§ **待办任务**:
[a] 根据辅助生殖产业一文,判断以下各项说法是否与原文相符:(i)丽珠集团的促卵泡素单只售价可以做到30元/75UI以下每支;(ii)默克雪兰诺的黄体酮价格约为仙琚制药产品价格的30倍;(iii)上游药物过去很长一段时间主要依靠国内生产。每项回答“是”或“否”,并原样引用原文中起决定作用的词句。
[b] 请照录辅助生殖产业一文中的一段,从“受到辅助生殖技术发展、政策宽”开始,一直到“为仙琚制药产品价格的35倍。”为止。

§ **原始文献**:
============================================================
在这片角斗场上,不管是产业链上的玩家,还是资金流向,都十分值得玩味。
对于辅助生殖这块“蛋糕”,产业链上游的辅生药物/器械、中游的服务商、下游的辅生医疗服务机构无不“虎视眈眈”,但三方的“话语权”分配却并不均衡。
辅生药物:从进口“寡头”到自销“寡头”
受到辅助生殖技术发展、政策宽容度等因素的限制,上游药物的发展在以往很长一段时间里都严重依赖进口,辅生药物被默克雪兰诺、默沙东等外资药企牢牢守住。
在近年,这种格局有所缓和。随着国内仿制药不断成熟、创新药热潮掀起,丽珠集团、仙琚制药等药企开始与他们瓜分辅生药物阵地,并且取得一定成效。不论是在产品线还是成本价格上,“国内的月亮”开始越来越圆。
例如同是促排卵的促卵泡素,丽珠集团的单只售价可以做到30元/75UI以下每支,而同类产品默克雪兰诺的价格可能要达到300多元每支。无独有偶,在黄体支持药物中,默克雪兰诺的黄体酮价格约为仙琚制药产品价格的35倍。
============================================================
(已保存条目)

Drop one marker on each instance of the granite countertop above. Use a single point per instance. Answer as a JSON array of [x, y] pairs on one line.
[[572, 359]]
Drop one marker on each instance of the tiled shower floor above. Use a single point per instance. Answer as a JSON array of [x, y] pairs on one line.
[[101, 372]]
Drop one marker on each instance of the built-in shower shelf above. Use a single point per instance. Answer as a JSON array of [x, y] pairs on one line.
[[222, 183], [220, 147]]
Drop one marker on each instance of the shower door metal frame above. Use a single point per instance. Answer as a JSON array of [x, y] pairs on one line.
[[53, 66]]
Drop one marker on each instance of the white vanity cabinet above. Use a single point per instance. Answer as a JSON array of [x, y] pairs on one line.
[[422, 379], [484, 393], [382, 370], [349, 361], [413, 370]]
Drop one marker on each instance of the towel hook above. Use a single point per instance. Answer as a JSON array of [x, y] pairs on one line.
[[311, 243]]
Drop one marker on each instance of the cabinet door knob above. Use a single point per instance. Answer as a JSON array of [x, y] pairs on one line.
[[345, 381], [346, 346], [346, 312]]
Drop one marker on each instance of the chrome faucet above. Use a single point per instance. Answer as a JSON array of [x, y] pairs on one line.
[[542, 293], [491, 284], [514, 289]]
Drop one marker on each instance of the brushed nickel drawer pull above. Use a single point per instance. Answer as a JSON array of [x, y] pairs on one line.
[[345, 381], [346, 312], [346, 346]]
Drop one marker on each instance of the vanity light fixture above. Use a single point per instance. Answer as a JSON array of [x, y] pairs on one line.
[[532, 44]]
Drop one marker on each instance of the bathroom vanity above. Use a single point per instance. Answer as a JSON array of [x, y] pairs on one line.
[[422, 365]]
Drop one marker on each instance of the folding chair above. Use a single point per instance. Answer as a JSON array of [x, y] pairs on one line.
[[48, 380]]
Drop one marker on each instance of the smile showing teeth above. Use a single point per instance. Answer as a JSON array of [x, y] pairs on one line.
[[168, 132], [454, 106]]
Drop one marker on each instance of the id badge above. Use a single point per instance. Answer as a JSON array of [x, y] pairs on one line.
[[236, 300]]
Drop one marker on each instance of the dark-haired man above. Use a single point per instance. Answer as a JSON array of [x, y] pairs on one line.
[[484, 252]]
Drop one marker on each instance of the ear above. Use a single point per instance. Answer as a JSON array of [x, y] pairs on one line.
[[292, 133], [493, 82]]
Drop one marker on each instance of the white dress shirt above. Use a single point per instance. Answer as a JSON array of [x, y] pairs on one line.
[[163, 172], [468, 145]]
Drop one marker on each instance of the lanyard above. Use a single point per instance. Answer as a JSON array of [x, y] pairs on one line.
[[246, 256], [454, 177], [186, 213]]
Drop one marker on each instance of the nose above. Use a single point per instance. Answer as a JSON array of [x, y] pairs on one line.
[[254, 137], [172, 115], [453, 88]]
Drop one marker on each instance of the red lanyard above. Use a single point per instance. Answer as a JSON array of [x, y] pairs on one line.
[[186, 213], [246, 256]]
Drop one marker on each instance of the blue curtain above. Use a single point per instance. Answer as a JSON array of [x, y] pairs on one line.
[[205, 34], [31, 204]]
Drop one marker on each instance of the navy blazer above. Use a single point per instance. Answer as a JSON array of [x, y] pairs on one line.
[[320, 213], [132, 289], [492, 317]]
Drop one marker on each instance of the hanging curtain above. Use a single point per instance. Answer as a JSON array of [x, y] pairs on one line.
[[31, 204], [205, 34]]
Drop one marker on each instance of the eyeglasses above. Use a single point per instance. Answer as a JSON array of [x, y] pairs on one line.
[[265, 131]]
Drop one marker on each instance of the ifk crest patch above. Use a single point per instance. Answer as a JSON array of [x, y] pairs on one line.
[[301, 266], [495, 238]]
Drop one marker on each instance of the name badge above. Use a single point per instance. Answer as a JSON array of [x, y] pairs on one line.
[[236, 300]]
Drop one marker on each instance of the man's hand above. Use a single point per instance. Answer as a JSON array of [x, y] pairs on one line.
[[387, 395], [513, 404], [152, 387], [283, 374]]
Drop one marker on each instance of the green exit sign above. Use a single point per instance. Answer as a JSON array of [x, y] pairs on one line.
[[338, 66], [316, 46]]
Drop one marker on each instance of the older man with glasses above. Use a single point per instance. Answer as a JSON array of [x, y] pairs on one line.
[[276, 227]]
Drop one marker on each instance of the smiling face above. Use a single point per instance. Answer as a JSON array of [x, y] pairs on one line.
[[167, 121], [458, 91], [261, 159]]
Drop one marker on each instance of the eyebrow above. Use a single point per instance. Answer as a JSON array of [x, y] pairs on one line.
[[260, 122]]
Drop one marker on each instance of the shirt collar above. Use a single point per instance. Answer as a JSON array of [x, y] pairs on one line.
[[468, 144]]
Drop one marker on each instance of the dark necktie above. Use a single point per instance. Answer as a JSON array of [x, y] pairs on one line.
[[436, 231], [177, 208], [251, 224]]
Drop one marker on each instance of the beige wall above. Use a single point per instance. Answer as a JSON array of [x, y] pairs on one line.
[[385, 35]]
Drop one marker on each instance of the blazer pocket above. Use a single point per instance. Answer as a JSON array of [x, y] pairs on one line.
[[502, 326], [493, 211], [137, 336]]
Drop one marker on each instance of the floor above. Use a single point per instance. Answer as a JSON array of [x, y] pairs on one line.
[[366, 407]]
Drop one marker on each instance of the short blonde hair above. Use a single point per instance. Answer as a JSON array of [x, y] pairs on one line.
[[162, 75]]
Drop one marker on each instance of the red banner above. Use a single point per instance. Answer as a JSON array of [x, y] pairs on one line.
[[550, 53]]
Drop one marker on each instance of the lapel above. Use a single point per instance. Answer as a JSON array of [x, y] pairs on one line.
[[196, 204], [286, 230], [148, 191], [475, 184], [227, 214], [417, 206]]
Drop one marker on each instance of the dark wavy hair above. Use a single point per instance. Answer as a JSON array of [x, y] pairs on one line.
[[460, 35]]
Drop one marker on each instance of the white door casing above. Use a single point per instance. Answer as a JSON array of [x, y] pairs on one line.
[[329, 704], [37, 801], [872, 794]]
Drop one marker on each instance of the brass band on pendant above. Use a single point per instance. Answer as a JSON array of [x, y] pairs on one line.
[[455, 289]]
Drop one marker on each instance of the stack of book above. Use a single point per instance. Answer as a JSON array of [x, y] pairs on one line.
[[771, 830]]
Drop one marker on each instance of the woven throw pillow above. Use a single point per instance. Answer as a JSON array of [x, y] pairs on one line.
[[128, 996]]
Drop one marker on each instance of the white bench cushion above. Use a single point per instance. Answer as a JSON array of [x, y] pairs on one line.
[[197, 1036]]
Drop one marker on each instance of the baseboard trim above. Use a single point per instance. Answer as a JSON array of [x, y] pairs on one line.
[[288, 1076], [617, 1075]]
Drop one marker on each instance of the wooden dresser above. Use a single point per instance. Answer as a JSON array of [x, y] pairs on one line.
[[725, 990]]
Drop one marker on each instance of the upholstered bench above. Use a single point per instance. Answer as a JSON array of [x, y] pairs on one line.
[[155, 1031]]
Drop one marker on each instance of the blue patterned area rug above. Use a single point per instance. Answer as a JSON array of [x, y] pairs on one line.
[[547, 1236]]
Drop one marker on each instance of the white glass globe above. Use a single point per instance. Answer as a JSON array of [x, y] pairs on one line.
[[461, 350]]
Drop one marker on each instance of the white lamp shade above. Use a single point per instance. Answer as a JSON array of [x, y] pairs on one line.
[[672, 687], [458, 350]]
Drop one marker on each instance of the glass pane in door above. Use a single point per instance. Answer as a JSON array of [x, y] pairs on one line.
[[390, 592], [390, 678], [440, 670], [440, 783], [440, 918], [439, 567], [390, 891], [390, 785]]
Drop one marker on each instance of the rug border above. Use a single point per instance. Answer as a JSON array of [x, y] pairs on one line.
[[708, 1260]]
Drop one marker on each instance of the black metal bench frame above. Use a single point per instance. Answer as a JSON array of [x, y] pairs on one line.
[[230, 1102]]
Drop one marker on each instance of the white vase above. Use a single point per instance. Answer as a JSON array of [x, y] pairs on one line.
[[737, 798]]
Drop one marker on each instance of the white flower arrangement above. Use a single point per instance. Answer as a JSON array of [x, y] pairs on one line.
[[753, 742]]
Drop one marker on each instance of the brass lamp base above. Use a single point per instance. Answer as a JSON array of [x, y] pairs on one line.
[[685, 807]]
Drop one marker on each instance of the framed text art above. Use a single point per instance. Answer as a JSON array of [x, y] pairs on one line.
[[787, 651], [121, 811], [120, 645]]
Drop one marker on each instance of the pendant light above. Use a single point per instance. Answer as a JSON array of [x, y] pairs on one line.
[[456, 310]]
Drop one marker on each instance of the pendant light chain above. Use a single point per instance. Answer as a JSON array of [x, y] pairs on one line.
============================================================
§ **各题答案**:
[a]
(i)是。原文:“丽珠集团的单只售价可以做到30元/75UI以下每支”
(ii)否。原文:“默克雪兰诺的黄体酮价格约为仙琚制药产品价格的35倍”
(iii)否。原文:“上游药物的发展在以往很长一段时间里都严重依赖进口”

[b]
受到辅助生殖技术发展、政策宽容度等因素的限制,上游药物的发展在以往很长一段时间里都严重依赖进口,辅生药物被默克雪兰诺、默沙东等外资药企牢牢守住。
在近年,这种格局有所缓和。随着国内仿制药不断成熟、创新药热潮掀起,丽珠集团、仙琚制药等药企开始与他们瓜分辅生药物阵地,并且取得一定成效。不论是在产品线还是成本价格上,“国内的月亮”开始越来越圆。
例如同是促排卵的促卵泡素,丽珠集团的单只售价可以做到30元/75UI以下每支,而同类产品默克雪兰诺的价格可能要达到300多元每支。无独有偶,在黄体支持药物中,默克雪兰诺的黄体酮价格约为仙琚制药产品价格的35倍。